Problem 1 >> Reproduce the inequality proof in full, character for character.
Problem 2 >> Extract every line of the records that contains the word "tree" and copy each one unchanged.

··· Given text

Answer to Question #103131 in Algebra for ea

I think there are some mistakes in the task.

For example, if "x=y=z=2":

"((x+y+z)\/3)^{x+y+z}=2^6\\geq 3\\times 2^2=x^x+y^y+z^z\\geq(x^2+y^2+z^2)\/(x+y+z)=2."

But there should be another inequality signs.

To my mind, the correct task is as follows.

Prove for natural numbers x, y, z:

"\\left( \\frac{x+y+z}{3} \\right)^{x+y+z}\\leq x^x y^y z^z \\leq \\left( \\frac{x^2+y^2+z^2}{x+y+z} \\right)^{x+y+z}"

Proof:

1) Using inequality between arithmetic and geometric means for "a_1=x,...,a_ x=x, a_{x+1}=y,...,a_{x+y}=y,a_{x+y+1}=z,...,a_{x+y+z}=z,"

we have:

"x^x y^yz^z=a_1a_2...a_{x+y+z} \\leq \\left( \\frac{a_1+a_2+...+a_{x+y+z}}{x+y+z} \\right)^{x+y+z}= \\left( \\frac{x^2+y^2+z^2}{x+y+z} \\right)^{x+y+z}"

2) Using inequality between arithmetic and geometric means for

"a_1=1\/x,...,a_ x=1\/x, a_{x+1}=1\/y,...,a_{x+y}=1\/y,a_{x+y+1}=1\/z,...,a_{x+y+z}=1\/z,"

we have:

"\\left( \\frac{3}{x+y+z} \\right)^{x+y+z}= \\left( \\frac{\\frac{1}{x}+...+\\frac{1}{x}+\\frac{1}{y}+...+\\frac{1}{y}+\\frac{1}{z}+...+\\frac{1}{z}}{x+y+z} \\right)^{x+y+z}\\geq \\left( \\frac{1}{x} \\right)^{x} \\left( \\frac{1}{y} \\right)^{y} \\left( \\frac{1}{z} \\right)^{z}"

"\\left( \\frac{3}{x+y+z} \\right)^{x+y+z}\\geq \\left( \\frac{1}{x} \\right)^{x} \\left( \\frac{1}{y} \\right)^{y} \\left( \\frac{1}{z} \\right)^{z} \\Rightarrow x^xy^yz^z\\geq \\left( \\frac{x+y+z}{3} \\right)^{x+y+z}"

······
··· Provided records

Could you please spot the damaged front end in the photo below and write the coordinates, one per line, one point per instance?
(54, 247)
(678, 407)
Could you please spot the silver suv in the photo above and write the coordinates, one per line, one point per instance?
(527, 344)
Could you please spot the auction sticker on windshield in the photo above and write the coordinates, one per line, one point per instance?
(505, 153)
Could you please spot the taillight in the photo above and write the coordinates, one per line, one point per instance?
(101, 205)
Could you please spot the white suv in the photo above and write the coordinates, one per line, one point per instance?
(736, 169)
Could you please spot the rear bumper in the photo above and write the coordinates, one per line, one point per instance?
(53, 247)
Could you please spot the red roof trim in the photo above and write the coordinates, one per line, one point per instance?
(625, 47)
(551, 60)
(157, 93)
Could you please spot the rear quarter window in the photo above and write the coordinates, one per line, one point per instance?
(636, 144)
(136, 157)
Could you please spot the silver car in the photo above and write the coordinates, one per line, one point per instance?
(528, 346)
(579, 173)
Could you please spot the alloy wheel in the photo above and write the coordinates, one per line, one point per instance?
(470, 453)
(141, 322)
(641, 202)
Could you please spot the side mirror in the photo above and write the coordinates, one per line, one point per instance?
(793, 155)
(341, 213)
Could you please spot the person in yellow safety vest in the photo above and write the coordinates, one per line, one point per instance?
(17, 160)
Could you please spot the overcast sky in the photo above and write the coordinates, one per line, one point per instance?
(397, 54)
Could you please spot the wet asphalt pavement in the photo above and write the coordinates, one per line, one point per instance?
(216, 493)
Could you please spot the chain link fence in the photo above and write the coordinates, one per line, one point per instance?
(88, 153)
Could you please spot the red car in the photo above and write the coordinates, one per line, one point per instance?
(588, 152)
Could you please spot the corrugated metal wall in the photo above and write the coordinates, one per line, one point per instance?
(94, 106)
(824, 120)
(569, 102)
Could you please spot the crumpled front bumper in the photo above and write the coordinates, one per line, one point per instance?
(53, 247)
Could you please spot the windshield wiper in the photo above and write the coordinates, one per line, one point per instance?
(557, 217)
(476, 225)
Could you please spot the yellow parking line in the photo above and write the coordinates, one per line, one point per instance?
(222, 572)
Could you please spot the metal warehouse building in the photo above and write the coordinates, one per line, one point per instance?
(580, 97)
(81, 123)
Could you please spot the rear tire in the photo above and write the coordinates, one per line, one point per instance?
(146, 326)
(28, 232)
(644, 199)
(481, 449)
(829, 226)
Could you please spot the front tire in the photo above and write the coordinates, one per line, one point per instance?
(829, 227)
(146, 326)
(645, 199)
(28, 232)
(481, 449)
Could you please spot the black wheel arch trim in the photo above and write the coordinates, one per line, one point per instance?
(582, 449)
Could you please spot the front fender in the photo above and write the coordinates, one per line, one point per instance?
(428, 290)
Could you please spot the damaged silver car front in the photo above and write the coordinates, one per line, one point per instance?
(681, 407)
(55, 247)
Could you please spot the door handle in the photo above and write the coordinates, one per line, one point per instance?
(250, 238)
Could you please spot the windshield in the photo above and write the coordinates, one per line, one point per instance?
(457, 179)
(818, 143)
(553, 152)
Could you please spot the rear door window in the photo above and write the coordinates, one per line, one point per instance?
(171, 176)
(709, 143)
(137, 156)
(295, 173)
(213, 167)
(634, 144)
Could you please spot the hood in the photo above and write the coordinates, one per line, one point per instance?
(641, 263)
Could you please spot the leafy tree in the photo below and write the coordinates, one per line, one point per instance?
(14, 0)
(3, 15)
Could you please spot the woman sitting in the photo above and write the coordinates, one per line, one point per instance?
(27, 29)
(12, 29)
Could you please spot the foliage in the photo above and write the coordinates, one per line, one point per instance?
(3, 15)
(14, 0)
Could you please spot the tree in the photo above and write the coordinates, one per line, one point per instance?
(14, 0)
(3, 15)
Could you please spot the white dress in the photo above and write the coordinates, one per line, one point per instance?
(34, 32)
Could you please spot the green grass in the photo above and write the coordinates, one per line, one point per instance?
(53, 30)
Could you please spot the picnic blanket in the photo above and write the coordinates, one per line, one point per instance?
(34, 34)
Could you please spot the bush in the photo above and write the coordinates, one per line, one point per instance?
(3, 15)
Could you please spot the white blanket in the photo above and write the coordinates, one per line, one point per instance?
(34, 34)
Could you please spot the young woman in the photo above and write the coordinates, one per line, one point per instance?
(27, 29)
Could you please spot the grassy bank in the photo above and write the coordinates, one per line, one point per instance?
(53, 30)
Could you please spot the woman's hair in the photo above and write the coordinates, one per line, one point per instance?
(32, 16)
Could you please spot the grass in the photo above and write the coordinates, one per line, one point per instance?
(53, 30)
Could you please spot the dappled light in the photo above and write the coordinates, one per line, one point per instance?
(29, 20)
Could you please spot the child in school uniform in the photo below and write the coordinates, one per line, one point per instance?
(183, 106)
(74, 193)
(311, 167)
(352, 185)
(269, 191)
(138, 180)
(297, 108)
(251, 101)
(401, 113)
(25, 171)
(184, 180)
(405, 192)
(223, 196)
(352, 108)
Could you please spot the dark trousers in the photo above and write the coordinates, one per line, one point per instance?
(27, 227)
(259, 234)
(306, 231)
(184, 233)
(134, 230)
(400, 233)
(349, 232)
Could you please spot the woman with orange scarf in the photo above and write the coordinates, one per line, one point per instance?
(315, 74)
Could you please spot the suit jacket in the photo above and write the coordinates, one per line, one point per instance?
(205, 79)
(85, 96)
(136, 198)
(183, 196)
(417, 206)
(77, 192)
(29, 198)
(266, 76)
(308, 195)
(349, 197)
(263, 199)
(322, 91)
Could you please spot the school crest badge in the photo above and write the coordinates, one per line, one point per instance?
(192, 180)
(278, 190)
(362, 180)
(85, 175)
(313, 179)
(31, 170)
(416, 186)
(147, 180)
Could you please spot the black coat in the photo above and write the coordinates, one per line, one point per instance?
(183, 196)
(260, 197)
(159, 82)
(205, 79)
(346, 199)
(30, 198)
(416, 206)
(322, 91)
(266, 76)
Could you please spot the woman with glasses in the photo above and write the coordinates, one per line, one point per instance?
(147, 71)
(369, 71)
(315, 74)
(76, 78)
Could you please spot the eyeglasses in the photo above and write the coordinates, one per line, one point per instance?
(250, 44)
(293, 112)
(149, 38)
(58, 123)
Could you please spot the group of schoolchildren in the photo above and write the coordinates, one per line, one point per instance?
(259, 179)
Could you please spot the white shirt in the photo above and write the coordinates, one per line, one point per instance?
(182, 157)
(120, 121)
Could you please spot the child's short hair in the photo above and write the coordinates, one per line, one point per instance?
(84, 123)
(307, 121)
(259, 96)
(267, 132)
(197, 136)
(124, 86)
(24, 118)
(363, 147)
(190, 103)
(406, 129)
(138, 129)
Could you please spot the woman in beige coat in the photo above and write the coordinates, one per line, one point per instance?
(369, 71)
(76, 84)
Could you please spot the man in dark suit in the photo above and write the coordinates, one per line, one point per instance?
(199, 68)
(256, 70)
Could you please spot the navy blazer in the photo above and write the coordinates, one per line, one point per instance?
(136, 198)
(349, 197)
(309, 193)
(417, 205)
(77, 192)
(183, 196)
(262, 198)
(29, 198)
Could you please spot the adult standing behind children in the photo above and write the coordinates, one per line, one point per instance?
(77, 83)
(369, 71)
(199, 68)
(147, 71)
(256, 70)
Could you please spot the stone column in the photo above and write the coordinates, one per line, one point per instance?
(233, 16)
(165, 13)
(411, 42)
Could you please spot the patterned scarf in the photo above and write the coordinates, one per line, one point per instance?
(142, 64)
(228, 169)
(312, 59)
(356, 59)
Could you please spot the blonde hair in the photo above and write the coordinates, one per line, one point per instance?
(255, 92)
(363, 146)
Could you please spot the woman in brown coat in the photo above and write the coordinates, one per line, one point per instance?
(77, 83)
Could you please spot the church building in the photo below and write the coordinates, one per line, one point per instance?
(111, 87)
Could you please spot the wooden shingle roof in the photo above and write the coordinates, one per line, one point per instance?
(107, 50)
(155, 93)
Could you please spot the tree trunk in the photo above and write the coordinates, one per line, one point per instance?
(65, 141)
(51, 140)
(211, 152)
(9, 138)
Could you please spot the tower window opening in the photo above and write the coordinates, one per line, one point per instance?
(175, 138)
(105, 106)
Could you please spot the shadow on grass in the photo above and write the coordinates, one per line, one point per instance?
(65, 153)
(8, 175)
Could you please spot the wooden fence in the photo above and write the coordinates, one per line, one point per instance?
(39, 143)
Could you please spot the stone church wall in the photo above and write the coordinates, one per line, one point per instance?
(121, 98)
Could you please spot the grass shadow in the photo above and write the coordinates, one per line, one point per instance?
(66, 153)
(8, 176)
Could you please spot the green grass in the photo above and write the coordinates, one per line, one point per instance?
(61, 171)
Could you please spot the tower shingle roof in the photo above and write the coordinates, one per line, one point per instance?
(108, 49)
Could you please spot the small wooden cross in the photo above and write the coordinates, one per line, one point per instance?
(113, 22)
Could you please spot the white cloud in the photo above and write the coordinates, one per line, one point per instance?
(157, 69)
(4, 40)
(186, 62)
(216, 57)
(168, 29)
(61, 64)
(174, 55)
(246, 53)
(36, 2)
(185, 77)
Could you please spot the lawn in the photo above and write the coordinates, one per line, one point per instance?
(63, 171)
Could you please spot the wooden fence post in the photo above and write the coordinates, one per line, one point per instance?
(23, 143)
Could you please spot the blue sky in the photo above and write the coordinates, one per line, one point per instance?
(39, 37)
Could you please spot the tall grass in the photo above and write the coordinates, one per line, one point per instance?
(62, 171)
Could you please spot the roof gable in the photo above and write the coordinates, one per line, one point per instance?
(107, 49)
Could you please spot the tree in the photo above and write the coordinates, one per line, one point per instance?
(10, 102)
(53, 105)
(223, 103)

······

Written response 1 >>
Answer to Question #103131 in Algebra for ea

I think there are some mistakes in the task.

For example, if "x=y=z=2":

"((x+y+z)\/3)^{x+y+z}=2^6\\geq 3\\times 2^2=x^x+y^y+z^z\\geq(x^2+y^2+z^2)\/(x+y+z)=2."

But there should be another inequality signs.

To my mind, the correct task is as follows.

Prove for natural numbers x, y, z:

"\\left( \\frac{x+y+z}{3} \\right)^{x+y+z}\\leq x^x y^y z^z \\leq \\left( \\frac{x^2+y^2+z^2}{x+y+z} \\right)^{x+y+z}"

Proof:

1) Using inequality between arithmetic and geometric means for "a_1=x,...,a_ x=x, a_{x+1}=y,...,a_{x+y}=y,a_{x+y+1}=z,...,a_{x+y+z}=z,"

we have:

"x^x y^yz^z=a_1a_2...a_{x+y+z} \\leq \\left( \\frac{a_1+a_2+...+a_{x+y+z}}{x+y+z} \\right)^{x+y+z}= \\left( \\frac{x^2+y^2+z^2}{x+y+z} \\right)^{x+y+z}"

2) Using inequality between arithmetic and geometric means for

"a_1=1\/x,...,a_ x=1\/x, a_{x+1}=1\/y,...,a_{x+y}=1\/y,a_{x+y+1}=1\/z,...,a_{x+y+z}=1\/z,"

we have:

"\\left( \\frac{3}{x+y+z} \\right)^{x+y+z}= \\left( \\frac{\\frac{1}{x}+...+\\frac{1}{x}+\\frac{1}{y}+...+\\frac{1}{y}+\\frac{1}{z}+...+\\frac{1}{z}}{x+y+z} \\right)^{x+y+z}\\geq \\left( \\frac{1}{x} \\right)^{x} \\left( \\frac{1}{y} \\right)^{y} \\left( \\frac{1}{z} \\right)^{z}"

"\\left( \\frac{3}{x+y+z} \\right)^{x+y+z}\\geq \\left( \\frac{1}{x} \\right)^{x} \\left( \\frac{1}{y} \\right)^{y} \\left( \\frac{1}{z} \\right)^{z} \\Rightarrow x^xy^yz^z\\geq \\left( \\frac{x+y+z}{3} \\right)^{x+y+z}"

Written response 2 >>
Could you please spot the leafy tree in the photo below and write the coordinates, one per line, one point per instance?
Could you please spot the tree in the photo above and write the coordinates, one per line, one point per instance?
Could you please spot the tree trunk in the photo above and write the coordinates, one per line, one point per instance?
Could you please spot the tree in the photo above and write the coordinates, one per line, one point per instance?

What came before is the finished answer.